--- EXTRACTED INFORMATION Enclosed Below ---

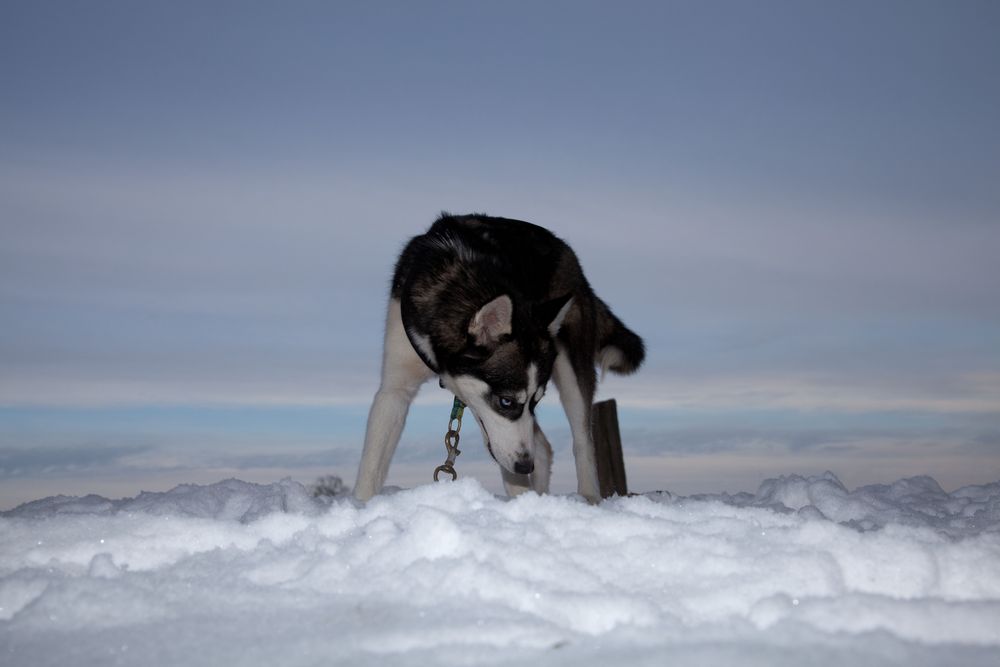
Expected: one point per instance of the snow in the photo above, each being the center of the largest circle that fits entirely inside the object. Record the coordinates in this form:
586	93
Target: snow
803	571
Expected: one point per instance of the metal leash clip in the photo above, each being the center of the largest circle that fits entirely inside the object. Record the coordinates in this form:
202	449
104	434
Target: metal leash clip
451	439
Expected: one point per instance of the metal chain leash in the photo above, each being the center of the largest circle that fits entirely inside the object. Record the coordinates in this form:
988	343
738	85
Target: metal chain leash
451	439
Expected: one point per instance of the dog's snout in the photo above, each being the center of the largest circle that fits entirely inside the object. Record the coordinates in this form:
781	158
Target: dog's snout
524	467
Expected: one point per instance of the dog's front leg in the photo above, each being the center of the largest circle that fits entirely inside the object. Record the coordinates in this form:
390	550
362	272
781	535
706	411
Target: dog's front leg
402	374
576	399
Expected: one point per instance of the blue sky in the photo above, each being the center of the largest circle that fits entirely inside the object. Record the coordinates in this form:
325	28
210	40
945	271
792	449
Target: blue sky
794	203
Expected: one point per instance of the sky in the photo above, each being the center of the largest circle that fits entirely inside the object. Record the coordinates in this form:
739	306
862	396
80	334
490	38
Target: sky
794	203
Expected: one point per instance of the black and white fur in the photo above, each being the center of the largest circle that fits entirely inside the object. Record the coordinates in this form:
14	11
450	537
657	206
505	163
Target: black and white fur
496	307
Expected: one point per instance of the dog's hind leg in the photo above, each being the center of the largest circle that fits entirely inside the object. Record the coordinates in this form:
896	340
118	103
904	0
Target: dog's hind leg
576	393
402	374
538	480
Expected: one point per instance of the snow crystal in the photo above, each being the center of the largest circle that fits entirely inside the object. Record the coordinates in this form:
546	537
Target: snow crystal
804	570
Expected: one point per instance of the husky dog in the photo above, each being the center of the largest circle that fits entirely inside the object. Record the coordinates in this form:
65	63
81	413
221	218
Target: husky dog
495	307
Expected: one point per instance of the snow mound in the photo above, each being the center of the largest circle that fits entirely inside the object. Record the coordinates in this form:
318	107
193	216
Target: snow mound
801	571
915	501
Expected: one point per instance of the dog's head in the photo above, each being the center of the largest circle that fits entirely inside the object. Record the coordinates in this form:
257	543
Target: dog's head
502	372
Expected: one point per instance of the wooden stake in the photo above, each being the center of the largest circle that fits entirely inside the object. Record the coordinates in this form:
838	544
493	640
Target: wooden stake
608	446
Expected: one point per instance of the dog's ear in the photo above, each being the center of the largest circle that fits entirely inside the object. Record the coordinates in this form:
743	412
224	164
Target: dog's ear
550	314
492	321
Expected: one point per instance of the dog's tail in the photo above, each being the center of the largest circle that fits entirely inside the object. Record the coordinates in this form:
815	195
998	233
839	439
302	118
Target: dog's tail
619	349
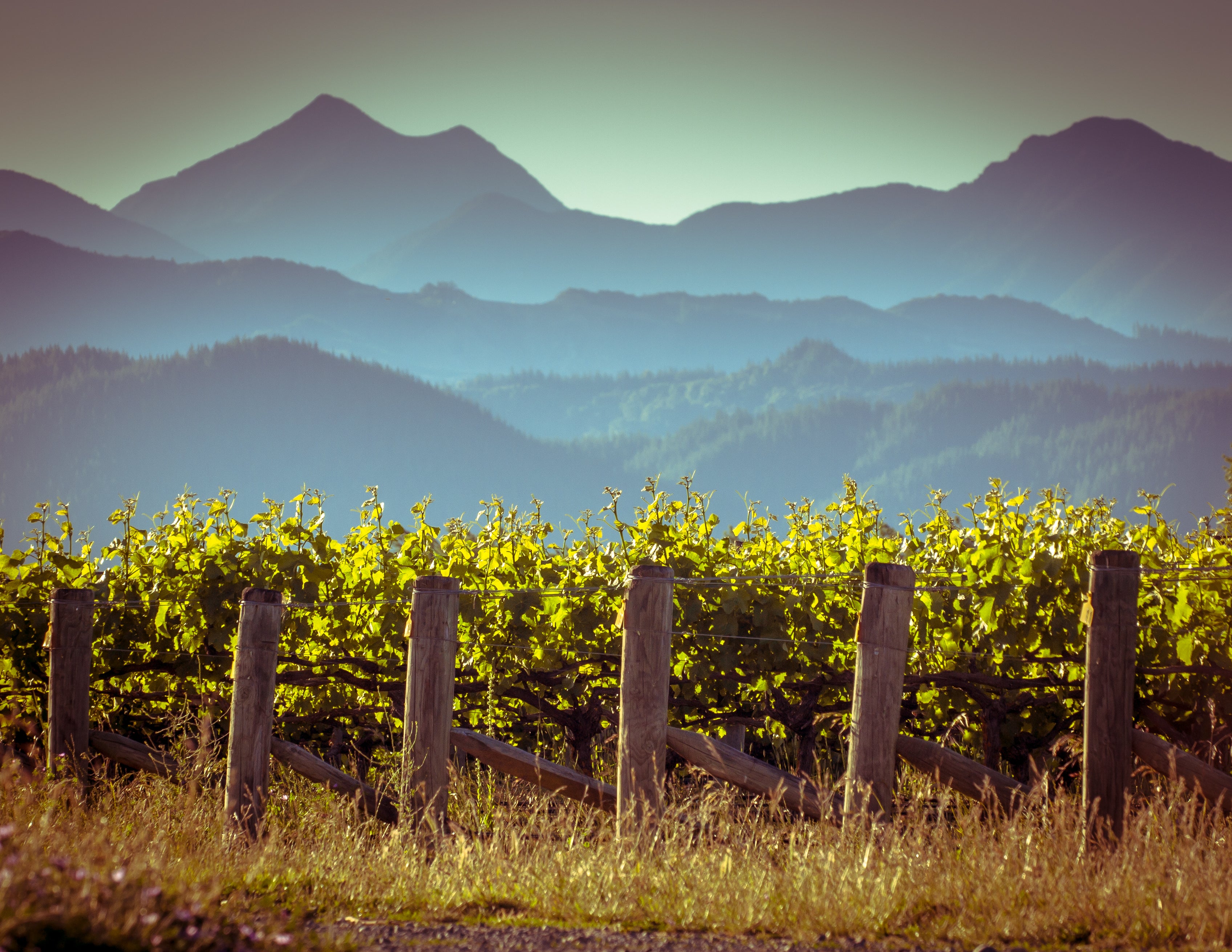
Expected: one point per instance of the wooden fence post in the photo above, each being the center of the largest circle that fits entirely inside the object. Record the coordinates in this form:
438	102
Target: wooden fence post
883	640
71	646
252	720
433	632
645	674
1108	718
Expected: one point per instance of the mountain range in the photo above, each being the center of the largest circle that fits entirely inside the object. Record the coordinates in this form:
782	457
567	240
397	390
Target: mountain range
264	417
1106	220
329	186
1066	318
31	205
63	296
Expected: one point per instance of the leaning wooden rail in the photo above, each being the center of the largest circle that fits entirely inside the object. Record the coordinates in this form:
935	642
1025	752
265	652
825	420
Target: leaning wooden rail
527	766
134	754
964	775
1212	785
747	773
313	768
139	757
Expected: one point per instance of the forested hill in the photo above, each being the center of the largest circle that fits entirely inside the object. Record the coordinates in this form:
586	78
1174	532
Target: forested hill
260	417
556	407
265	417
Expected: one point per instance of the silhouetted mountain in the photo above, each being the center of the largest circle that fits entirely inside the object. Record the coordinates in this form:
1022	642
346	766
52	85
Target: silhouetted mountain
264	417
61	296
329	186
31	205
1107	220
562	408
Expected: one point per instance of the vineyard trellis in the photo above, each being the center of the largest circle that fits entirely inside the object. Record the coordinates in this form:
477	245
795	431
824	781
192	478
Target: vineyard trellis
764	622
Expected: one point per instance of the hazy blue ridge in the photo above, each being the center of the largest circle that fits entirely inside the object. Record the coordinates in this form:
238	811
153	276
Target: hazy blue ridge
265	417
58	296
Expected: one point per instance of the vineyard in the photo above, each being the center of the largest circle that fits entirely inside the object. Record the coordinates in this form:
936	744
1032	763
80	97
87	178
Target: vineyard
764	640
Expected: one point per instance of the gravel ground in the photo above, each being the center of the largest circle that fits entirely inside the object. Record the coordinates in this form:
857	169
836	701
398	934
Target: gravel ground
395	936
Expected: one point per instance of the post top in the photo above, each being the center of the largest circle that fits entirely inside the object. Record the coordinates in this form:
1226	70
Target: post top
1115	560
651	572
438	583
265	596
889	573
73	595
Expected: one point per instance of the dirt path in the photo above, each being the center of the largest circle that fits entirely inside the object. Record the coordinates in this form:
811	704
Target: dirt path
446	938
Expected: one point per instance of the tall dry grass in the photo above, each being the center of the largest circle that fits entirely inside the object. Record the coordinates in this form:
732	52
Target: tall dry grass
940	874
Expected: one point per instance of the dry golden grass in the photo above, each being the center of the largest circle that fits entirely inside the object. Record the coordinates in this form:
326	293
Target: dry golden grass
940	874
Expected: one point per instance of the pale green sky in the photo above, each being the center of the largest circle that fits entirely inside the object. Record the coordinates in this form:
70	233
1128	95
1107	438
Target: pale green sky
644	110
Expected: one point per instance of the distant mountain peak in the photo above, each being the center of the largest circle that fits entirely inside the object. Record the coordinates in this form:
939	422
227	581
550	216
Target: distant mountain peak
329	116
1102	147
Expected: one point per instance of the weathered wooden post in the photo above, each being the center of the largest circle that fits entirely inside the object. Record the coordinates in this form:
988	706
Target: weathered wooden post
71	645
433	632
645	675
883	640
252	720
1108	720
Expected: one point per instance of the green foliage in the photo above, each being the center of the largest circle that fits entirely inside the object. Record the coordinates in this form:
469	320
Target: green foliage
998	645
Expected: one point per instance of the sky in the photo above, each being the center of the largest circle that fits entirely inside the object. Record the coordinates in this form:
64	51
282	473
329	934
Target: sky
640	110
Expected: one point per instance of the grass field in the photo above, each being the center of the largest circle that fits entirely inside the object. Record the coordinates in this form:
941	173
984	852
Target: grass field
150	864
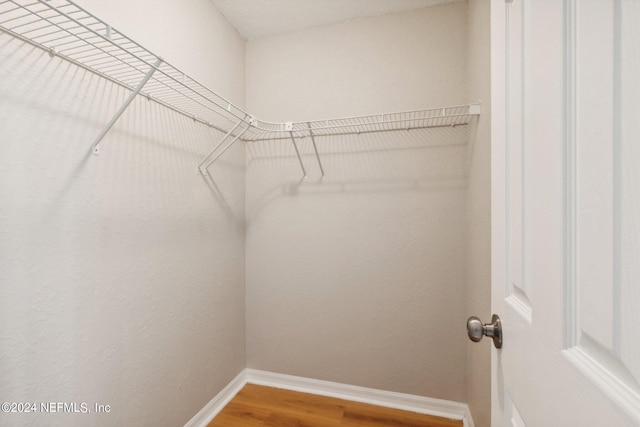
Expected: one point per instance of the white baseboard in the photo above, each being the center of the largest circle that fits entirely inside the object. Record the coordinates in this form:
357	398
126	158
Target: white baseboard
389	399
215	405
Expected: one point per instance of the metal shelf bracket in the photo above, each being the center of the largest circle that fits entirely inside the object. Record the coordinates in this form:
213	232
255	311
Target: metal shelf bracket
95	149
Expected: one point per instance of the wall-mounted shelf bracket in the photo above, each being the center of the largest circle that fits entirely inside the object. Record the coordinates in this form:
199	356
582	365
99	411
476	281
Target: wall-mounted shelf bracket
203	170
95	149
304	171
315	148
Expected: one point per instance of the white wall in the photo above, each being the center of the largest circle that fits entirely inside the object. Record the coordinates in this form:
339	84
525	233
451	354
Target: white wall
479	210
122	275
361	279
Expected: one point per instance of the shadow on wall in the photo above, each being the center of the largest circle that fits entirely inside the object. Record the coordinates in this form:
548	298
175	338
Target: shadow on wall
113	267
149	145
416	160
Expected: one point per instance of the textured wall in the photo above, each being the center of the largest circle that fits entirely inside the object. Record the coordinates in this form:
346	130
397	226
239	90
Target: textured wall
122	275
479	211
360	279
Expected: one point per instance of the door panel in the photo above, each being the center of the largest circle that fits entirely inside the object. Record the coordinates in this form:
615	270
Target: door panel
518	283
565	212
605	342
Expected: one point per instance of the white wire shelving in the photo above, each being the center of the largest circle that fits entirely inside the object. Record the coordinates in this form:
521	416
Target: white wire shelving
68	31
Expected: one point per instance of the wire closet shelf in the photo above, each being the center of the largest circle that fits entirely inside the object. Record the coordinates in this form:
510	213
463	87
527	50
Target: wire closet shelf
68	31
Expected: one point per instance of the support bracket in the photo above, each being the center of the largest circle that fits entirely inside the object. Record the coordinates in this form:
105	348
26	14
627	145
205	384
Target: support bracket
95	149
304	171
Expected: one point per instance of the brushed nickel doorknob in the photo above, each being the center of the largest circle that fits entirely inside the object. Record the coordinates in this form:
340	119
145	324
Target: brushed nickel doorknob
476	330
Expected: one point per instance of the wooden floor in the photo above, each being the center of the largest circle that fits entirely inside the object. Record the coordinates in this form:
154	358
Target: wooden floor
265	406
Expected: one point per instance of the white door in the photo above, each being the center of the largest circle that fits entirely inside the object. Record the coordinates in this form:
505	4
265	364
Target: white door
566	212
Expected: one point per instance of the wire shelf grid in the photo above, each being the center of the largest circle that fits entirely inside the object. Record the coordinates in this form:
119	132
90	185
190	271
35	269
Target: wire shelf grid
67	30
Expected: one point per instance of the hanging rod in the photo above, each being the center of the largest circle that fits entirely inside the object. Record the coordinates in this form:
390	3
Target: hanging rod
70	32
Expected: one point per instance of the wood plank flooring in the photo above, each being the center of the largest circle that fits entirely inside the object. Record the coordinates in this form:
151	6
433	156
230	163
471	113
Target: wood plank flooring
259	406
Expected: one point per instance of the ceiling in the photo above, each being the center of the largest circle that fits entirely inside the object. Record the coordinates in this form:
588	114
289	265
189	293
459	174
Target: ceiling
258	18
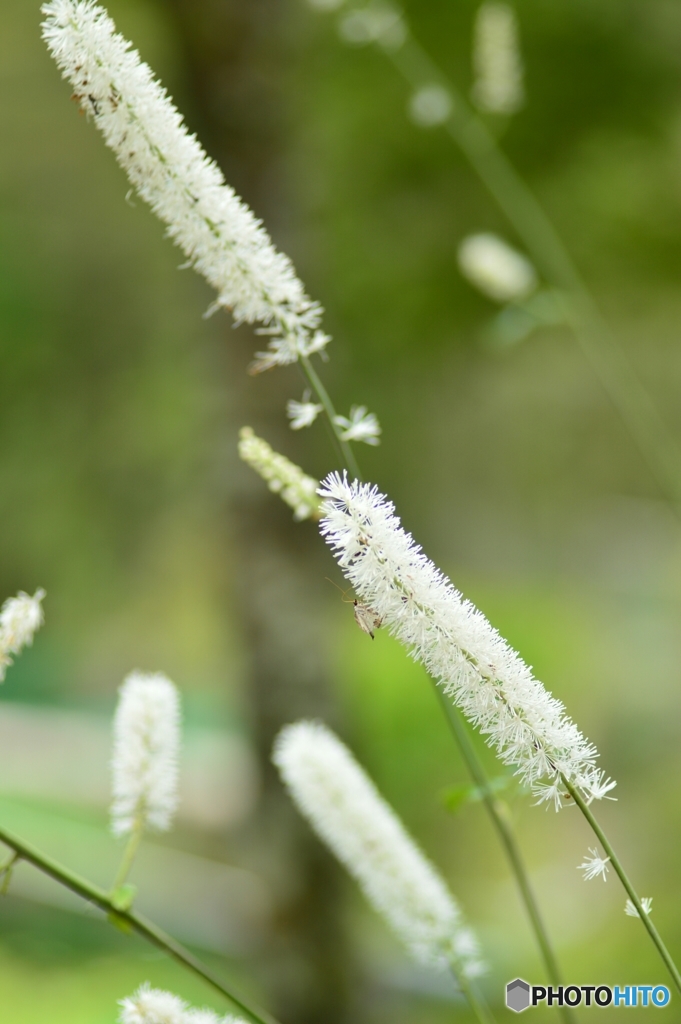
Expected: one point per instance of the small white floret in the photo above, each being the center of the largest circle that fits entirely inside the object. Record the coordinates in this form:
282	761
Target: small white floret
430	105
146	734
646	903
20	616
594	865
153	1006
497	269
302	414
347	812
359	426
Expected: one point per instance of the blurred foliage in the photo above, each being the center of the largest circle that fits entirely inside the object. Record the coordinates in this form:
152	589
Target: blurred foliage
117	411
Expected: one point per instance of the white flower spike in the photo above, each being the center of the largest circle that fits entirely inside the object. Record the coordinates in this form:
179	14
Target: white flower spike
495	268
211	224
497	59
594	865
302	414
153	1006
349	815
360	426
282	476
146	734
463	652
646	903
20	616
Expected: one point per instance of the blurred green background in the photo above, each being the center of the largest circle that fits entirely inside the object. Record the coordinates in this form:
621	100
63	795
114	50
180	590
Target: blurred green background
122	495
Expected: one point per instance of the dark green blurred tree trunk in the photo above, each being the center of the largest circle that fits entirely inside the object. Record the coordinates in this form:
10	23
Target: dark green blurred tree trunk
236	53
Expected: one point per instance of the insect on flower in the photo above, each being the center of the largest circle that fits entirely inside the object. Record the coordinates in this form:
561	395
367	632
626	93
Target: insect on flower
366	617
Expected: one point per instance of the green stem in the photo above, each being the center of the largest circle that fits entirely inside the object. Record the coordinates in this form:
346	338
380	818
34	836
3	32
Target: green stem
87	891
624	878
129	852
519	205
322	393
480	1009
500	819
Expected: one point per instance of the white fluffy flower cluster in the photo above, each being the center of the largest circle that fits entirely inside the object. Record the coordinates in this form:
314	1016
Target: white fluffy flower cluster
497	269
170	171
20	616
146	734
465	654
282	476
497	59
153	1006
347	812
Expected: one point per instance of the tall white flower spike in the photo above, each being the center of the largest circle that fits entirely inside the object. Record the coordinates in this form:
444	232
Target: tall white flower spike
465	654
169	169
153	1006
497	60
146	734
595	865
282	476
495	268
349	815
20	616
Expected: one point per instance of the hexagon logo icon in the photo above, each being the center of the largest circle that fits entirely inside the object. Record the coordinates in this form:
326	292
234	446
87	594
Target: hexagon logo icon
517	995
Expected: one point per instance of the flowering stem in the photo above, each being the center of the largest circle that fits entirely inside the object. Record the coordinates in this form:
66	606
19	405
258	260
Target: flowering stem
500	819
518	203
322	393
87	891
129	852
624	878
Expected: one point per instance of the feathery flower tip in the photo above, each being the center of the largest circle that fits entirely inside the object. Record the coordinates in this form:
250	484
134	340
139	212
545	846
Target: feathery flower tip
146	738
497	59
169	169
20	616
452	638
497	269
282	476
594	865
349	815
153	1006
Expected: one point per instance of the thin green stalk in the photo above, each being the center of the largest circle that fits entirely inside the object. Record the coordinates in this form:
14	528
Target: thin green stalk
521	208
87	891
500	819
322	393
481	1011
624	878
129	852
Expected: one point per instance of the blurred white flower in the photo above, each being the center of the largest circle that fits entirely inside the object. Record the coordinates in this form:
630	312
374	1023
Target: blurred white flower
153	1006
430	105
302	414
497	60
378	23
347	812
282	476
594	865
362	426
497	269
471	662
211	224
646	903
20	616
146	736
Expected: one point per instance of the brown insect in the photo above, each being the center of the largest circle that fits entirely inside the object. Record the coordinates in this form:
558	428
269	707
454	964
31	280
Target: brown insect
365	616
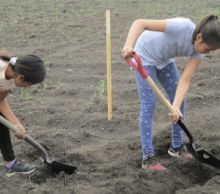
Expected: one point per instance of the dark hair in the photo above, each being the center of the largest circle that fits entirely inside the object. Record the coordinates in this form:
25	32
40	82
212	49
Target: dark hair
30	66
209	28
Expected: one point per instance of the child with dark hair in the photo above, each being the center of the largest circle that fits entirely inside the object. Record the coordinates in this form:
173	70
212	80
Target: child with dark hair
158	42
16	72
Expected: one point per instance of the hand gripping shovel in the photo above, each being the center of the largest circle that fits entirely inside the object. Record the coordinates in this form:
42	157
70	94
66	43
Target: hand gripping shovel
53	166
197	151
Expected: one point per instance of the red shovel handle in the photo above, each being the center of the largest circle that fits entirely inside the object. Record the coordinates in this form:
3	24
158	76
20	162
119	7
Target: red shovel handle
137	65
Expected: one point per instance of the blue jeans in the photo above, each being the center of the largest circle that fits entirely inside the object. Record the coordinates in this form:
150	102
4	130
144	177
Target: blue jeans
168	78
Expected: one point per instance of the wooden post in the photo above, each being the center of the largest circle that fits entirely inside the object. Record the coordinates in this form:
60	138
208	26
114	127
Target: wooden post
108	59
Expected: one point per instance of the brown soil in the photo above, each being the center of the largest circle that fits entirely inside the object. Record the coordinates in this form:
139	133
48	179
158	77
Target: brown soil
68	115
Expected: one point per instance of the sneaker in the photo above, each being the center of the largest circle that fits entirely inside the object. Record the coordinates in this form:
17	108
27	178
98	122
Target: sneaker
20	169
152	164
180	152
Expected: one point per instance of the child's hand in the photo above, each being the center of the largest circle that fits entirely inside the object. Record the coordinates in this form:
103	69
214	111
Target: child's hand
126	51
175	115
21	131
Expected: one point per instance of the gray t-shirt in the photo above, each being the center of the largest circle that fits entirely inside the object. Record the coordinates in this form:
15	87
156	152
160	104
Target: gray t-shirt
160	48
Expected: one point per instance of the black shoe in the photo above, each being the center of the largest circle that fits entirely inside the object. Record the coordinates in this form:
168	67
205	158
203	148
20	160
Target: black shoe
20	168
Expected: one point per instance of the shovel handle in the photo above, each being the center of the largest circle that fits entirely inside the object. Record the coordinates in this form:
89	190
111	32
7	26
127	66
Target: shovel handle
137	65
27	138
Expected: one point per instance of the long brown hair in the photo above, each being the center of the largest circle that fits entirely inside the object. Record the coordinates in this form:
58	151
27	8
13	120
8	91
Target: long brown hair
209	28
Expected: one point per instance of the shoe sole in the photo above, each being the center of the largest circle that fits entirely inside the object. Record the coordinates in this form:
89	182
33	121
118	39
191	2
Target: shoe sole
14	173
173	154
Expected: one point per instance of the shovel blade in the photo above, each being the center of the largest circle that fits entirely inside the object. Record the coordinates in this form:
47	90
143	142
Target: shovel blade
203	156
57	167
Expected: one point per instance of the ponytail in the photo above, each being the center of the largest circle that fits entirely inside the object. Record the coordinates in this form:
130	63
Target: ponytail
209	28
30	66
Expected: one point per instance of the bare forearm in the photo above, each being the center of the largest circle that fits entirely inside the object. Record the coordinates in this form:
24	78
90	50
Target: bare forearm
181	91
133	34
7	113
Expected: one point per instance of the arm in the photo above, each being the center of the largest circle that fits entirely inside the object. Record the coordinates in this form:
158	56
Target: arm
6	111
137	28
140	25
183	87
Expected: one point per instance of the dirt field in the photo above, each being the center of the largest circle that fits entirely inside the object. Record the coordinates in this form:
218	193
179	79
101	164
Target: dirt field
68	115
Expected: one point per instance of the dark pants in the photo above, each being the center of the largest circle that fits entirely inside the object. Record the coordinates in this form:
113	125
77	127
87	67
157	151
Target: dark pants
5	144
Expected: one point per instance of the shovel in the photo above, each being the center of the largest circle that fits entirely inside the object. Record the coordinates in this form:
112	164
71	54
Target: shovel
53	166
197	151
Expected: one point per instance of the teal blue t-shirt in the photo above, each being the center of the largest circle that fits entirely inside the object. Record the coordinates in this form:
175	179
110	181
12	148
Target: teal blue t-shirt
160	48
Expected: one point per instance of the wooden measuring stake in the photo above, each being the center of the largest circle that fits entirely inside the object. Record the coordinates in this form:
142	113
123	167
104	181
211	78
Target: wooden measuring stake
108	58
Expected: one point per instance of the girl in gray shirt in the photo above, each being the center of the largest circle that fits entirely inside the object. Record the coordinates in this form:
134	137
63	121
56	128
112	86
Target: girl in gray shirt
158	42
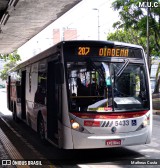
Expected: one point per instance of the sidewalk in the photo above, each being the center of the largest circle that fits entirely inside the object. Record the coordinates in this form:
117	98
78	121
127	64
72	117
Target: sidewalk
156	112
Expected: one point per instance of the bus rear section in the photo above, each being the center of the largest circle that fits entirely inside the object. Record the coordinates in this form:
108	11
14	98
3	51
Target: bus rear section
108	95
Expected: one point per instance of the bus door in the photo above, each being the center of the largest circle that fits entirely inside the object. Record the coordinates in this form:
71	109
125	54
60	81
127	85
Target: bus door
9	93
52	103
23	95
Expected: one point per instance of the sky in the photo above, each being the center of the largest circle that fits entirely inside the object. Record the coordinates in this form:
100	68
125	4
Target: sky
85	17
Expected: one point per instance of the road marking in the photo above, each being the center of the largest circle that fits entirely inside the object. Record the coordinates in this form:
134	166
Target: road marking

--- End of Enclosed EXTRACTED INFORMATION ---

### EXERCISE REQUIREMENTS
Copy out each line of the material above that holds the word "marking".

### SOLUTION TO THIS PROBLEM
Expected: one point per instance of the road marking in the photo above, each being the center of the largest circle that fits entirely inside the object. Record the coordinates in this form:
Target: road marking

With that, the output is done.